WRITTEN INSTRUCTION » Extract every line from the rows below that contains the word "instance". Case counts.

DATA SUPPLIED »
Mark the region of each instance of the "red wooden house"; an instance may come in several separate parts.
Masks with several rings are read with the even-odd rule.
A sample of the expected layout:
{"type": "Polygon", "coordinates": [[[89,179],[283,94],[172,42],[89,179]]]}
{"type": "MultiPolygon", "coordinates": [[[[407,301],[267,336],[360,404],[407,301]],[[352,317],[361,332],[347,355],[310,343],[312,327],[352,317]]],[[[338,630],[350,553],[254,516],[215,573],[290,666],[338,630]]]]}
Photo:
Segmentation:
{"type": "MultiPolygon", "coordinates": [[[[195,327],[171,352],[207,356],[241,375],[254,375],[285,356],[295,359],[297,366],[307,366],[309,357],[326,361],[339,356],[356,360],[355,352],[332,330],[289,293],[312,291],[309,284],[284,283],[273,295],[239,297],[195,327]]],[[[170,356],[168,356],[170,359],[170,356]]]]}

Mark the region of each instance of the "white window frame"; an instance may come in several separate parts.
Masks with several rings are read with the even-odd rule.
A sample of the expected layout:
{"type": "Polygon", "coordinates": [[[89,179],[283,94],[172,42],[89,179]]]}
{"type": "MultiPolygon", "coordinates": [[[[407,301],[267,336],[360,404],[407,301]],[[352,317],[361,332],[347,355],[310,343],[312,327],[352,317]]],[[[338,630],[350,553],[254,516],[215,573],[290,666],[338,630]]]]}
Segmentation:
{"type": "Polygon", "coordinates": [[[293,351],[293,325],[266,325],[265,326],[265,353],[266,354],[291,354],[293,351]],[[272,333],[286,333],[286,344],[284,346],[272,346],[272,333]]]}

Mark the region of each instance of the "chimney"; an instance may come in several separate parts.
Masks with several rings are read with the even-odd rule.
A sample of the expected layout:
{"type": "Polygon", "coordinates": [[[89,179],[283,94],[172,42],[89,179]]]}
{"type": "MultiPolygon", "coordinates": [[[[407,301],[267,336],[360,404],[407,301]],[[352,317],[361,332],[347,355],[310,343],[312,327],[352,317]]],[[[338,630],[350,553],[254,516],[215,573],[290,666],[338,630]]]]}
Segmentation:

CORRECT ANSWER »
Mark the region of each instance of the "red wooden house"; an instance may come in several separate parts.
Mark the region of each instance of the "white window frame"; an instance may come in several separate parts.
Mark the region of each instance of the "chimney"; an instance may come in several separate parts.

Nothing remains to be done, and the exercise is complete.